● **Instruction**: Count the lines in the items below that contain the string "test", treating uppercase and lowercase as different. Reply with the number alone.

--- start Available records ---

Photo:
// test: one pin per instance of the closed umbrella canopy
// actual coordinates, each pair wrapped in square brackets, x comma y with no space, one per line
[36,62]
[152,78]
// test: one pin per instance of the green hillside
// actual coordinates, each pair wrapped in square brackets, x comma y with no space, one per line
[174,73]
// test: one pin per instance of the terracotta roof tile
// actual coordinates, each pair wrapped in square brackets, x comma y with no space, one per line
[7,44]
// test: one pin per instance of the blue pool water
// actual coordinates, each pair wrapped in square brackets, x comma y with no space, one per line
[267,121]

--- end Available records ---
--- start Available records ---

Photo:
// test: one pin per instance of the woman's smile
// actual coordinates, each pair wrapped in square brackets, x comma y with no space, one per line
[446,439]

--- end Available records ---
--- start Available records ---

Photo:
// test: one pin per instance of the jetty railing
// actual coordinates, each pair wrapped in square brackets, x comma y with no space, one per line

--- end Available records ---

● **Result of this task**: 6